:: The problem ::
Please repeat the whole listing exactly, but leave the pictures out.

:: Data for processing ::
===

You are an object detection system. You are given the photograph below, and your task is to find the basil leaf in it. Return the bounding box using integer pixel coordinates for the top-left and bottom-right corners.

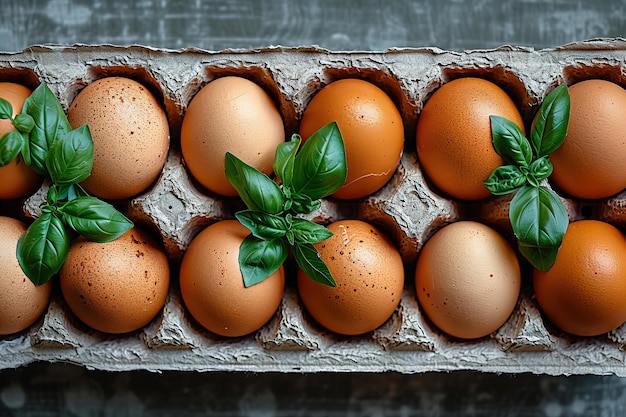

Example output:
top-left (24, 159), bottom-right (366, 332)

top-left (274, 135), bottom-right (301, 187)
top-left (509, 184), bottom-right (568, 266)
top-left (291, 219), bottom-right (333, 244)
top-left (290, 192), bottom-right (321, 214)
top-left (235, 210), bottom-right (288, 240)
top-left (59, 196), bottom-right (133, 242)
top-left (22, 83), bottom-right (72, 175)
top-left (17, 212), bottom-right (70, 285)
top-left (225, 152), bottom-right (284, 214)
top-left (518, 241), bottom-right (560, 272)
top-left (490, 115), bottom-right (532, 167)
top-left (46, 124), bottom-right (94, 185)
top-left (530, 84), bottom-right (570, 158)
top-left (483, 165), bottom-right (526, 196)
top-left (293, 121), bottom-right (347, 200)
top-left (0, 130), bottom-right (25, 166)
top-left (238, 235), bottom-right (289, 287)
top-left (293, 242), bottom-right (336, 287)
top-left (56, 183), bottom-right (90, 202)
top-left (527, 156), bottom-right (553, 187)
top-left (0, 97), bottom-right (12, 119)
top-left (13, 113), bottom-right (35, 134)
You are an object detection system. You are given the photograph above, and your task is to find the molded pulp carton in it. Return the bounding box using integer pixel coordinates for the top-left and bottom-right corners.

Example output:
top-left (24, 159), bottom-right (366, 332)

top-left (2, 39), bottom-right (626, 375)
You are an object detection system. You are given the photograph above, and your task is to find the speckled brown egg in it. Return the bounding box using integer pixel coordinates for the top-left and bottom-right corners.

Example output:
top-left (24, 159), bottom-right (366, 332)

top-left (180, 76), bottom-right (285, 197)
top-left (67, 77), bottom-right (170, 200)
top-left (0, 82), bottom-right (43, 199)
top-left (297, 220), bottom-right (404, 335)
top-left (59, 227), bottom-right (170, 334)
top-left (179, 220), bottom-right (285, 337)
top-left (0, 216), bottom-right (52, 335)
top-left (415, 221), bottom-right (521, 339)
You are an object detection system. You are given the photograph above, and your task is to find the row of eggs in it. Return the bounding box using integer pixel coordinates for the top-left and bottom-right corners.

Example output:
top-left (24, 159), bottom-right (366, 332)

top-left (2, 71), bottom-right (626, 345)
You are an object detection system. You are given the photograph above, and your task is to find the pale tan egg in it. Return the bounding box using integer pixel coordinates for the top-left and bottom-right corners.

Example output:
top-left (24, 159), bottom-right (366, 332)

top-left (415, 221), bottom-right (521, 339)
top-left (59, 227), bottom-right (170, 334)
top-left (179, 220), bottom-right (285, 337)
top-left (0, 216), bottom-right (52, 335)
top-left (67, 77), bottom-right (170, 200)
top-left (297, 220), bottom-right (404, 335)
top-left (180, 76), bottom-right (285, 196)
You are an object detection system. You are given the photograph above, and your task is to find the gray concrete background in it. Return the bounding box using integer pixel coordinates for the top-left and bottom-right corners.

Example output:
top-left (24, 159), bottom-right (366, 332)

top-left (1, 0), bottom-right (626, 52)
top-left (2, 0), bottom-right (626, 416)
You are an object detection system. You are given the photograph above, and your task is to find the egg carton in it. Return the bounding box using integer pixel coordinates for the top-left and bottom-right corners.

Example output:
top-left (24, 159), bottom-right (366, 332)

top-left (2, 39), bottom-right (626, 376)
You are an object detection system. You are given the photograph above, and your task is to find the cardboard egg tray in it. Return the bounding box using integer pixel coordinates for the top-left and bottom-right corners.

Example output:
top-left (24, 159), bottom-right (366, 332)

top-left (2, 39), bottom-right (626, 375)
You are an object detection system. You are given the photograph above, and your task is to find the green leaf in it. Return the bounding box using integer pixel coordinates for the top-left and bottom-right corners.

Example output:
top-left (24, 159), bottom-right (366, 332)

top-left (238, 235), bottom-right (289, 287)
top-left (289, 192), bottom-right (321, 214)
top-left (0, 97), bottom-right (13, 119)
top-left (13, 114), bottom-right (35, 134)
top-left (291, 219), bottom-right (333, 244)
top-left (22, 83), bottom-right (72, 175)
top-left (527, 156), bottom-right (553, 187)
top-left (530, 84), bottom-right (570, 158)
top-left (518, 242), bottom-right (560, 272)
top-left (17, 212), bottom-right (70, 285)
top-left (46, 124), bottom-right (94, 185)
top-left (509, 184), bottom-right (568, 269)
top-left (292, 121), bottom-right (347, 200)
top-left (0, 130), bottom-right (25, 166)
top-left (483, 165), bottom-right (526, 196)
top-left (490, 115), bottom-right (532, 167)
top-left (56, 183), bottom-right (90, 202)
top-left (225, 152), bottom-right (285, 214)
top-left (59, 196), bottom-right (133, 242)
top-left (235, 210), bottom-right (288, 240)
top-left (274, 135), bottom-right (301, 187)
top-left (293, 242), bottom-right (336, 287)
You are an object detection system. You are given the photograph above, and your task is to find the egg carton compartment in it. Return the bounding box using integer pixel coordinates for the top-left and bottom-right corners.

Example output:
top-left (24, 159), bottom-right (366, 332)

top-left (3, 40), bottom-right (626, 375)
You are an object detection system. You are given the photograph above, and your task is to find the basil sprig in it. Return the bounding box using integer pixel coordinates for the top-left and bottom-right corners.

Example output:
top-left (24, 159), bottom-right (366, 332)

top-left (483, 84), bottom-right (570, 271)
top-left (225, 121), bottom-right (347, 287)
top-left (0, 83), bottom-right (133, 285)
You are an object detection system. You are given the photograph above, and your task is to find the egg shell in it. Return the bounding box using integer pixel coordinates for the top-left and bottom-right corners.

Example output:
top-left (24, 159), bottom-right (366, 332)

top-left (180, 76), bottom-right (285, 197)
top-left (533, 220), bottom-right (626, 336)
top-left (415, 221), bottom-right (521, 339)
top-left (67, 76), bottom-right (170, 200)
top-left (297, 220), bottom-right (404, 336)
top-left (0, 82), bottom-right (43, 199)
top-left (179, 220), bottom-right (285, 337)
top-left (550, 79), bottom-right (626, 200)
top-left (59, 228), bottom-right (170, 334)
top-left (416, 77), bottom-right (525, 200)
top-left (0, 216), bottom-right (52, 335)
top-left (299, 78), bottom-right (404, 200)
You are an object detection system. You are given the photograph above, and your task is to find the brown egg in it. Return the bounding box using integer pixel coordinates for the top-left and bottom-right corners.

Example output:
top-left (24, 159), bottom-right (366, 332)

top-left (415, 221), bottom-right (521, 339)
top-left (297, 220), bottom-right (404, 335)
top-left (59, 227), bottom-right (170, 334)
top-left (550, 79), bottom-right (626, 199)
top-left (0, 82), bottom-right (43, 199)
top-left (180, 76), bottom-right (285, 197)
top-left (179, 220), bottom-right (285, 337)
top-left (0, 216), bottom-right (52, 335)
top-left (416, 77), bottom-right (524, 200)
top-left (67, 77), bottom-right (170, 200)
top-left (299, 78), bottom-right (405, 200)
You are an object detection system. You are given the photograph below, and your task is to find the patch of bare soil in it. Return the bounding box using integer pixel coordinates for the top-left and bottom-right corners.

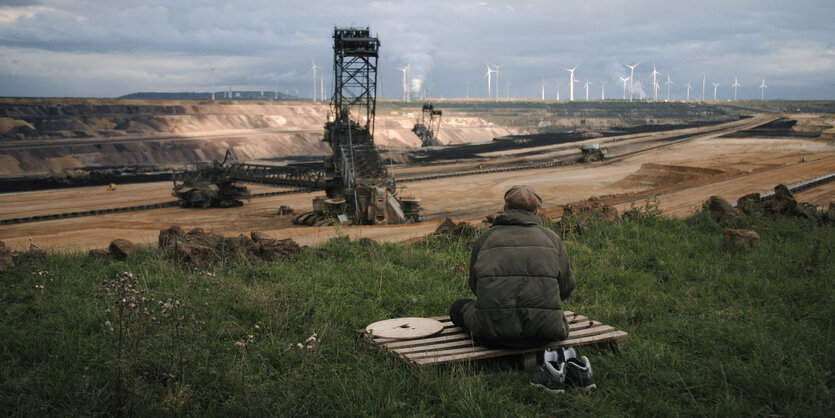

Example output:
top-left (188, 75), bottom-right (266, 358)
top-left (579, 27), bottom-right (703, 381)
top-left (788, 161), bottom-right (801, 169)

===

:: Task response ::
You are an object detection system. You are given the photograph below, and your task is to find the basil leaf in it. Return the bounding box using integer pixel coordinates for the top-left and bottom-right corners.


Example output:
top-left (24, 159), bottom-right (366, 332)

top-left (274, 135), bottom-right (301, 187)
top-left (509, 184), bottom-right (568, 266)
top-left (291, 219), bottom-right (333, 244)
top-left (290, 192), bottom-right (321, 214)
top-left (235, 210), bottom-right (288, 240)
top-left (59, 196), bottom-right (133, 242)
top-left (22, 83), bottom-right (72, 175)
top-left (17, 212), bottom-right (70, 285)
top-left (225, 152), bottom-right (284, 214)
top-left (518, 241), bottom-right (560, 272)
top-left (490, 115), bottom-right (532, 167)
top-left (46, 124), bottom-right (94, 185)
top-left (530, 84), bottom-right (570, 158)
top-left (483, 165), bottom-right (526, 196)
top-left (293, 121), bottom-right (347, 200)
top-left (0, 130), bottom-right (25, 166)
top-left (238, 235), bottom-right (289, 287)
top-left (293, 242), bottom-right (336, 287)
top-left (56, 183), bottom-right (90, 202)
top-left (527, 156), bottom-right (553, 187)
top-left (0, 97), bottom-right (12, 119)
top-left (13, 113), bottom-right (35, 134)
You are an object detection system. You are given the photograph above, and your task is to find the molded pulp carton in it. Return the bounding box using integer pixel coordinates for the top-left and bottom-right corners.

Example output:
top-left (24, 159), bottom-right (366, 332)

top-left (2, 39), bottom-right (626, 375)
You are an object detection system. You are given the photograph above, and your task is to find the speckled brown egg in it. Return the bounding box using integer pixel coordinates for the top-left and bottom-right corners.

Example output:
top-left (24, 159), bottom-right (366, 332)

top-left (180, 76), bottom-right (285, 197)
top-left (67, 77), bottom-right (170, 200)
top-left (0, 82), bottom-right (43, 199)
top-left (297, 220), bottom-right (404, 335)
top-left (59, 227), bottom-right (170, 334)
top-left (179, 220), bottom-right (285, 337)
top-left (0, 216), bottom-right (52, 335)
top-left (415, 221), bottom-right (521, 339)
You are an object detection system. You are given the photograph above, and your task is to find the row of eggs in it. Return the bounding box using integer pixel coordinates for the top-left and bottom-right corners.

Example output:
top-left (24, 159), bottom-right (366, 332)

top-left (2, 71), bottom-right (626, 345)
You are an object detection system. You are given the photograph above, and your task is to find the pale tan egg in it. Return the bounding box using integer pixel coordinates for the top-left and bottom-right corners.

Example output:
top-left (24, 159), bottom-right (366, 332)

top-left (415, 221), bottom-right (521, 339)
top-left (59, 227), bottom-right (170, 334)
top-left (179, 220), bottom-right (285, 337)
top-left (0, 216), bottom-right (52, 335)
top-left (67, 77), bottom-right (170, 200)
top-left (297, 220), bottom-right (404, 335)
top-left (180, 76), bottom-right (285, 196)
You are an object detection system. You are given the photograph above, and your task is to find the gray concrete background in it. Return the bounding box using integer pixel coordinates for the top-left and bottom-right corners.

Example output:
top-left (24, 159), bottom-right (366, 332)

top-left (1, 0), bottom-right (626, 52)
top-left (2, 0), bottom-right (626, 416)
You are an object detection system. You are given the photograph above, and your task is to find the egg carton in it. Return the bounding box using integer pixel coordinates for the top-left and bottom-right corners.

Example output:
top-left (24, 159), bottom-right (366, 332)

top-left (2, 39), bottom-right (626, 376)
You are an object detection system. You are given the photograph above, and your task is to find the cardboard egg tray in it. Return the bounding box using integer pixel coordinates for the top-left and bottom-right corners.

Example output:
top-left (24, 159), bottom-right (366, 332)

top-left (2, 39), bottom-right (626, 375)
You are an object detection system. You are given the photograph above, and your task is to find the green leaf in it. Return the bounding box using integer pixel coordinates for the top-left and bottom-right corners.

Example output:
top-left (24, 159), bottom-right (366, 332)

top-left (238, 235), bottom-right (289, 287)
top-left (289, 192), bottom-right (321, 214)
top-left (0, 97), bottom-right (13, 119)
top-left (13, 114), bottom-right (35, 134)
top-left (291, 219), bottom-right (333, 244)
top-left (22, 83), bottom-right (72, 175)
top-left (527, 156), bottom-right (553, 187)
top-left (530, 84), bottom-right (570, 158)
top-left (518, 242), bottom-right (560, 272)
top-left (17, 212), bottom-right (70, 285)
top-left (46, 124), bottom-right (94, 185)
top-left (509, 184), bottom-right (568, 269)
top-left (292, 121), bottom-right (347, 200)
top-left (0, 130), bottom-right (25, 166)
top-left (483, 165), bottom-right (526, 196)
top-left (490, 115), bottom-right (532, 167)
top-left (56, 183), bottom-right (90, 202)
top-left (225, 152), bottom-right (285, 214)
top-left (59, 196), bottom-right (133, 242)
top-left (235, 210), bottom-right (288, 240)
top-left (274, 135), bottom-right (301, 187)
top-left (293, 242), bottom-right (336, 287)
You are an object detection system. You are given the photograph above, and your task is to find the egg carton compartment in it. Return the bounding box using integer pixel coordinates for the top-left and bottom-right corners.

Example output:
top-left (24, 159), bottom-right (366, 332)

top-left (3, 40), bottom-right (626, 375)
You are an object detection system. You are given the photograph above, and your task is to find the basil sprig in it. Return the bounding box using integer pixel coordinates for the top-left and bottom-right corners.

Example output:
top-left (24, 159), bottom-right (366, 332)

top-left (483, 84), bottom-right (570, 271)
top-left (225, 121), bottom-right (347, 287)
top-left (0, 83), bottom-right (133, 285)
You are an object detection system. You are given the photograph above, and your task is to find the egg shell in it. Return the bounding box using integer pixel coordinates for the top-left and bottom-right corners.

Example output:
top-left (24, 159), bottom-right (366, 332)

top-left (180, 76), bottom-right (285, 197)
top-left (533, 220), bottom-right (626, 336)
top-left (415, 221), bottom-right (521, 339)
top-left (67, 76), bottom-right (170, 200)
top-left (297, 220), bottom-right (404, 336)
top-left (0, 82), bottom-right (43, 199)
top-left (179, 220), bottom-right (285, 337)
top-left (550, 79), bottom-right (626, 200)
top-left (59, 228), bottom-right (170, 334)
top-left (416, 77), bottom-right (525, 200)
top-left (0, 216), bottom-right (52, 335)
top-left (299, 78), bottom-right (404, 200)
You are an object detection system. You are given the photograph above, and your task is to find the brown egg in it. Return the bounding box using integer pixel coordinates for the top-left and bottom-right corners.

Example output:
top-left (24, 159), bottom-right (366, 332)

top-left (415, 221), bottom-right (521, 339)
top-left (297, 220), bottom-right (404, 335)
top-left (59, 227), bottom-right (170, 334)
top-left (550, 79), bottom-right (626, 199)
top-left (0, 82), bottom-right (43, 199)
top-left (180, 76), bottom-right (285, 197)
top-left (179, 220), bottom-right (285, 337)
top-left (0, 216), bottom-right (52, 335)
top-left (416, 77), bottom-right (524, 200)
top-left (67, 77), bottom-right (170, 200)
top-left (299, 78), bottom-right (405, 200)
You are an object detection system. You are given the photograph below, and your task is to find the patch of bare soil in it. Return the bounding box using integer pixel coordinates for the top-left and bottom-right corners.


Example output:
top-left (188, 75), bottom-right (266, 358)
top-left (579, 27), bottom-right (703, 381)
top-left (788, 161), bottom-right (801, 169)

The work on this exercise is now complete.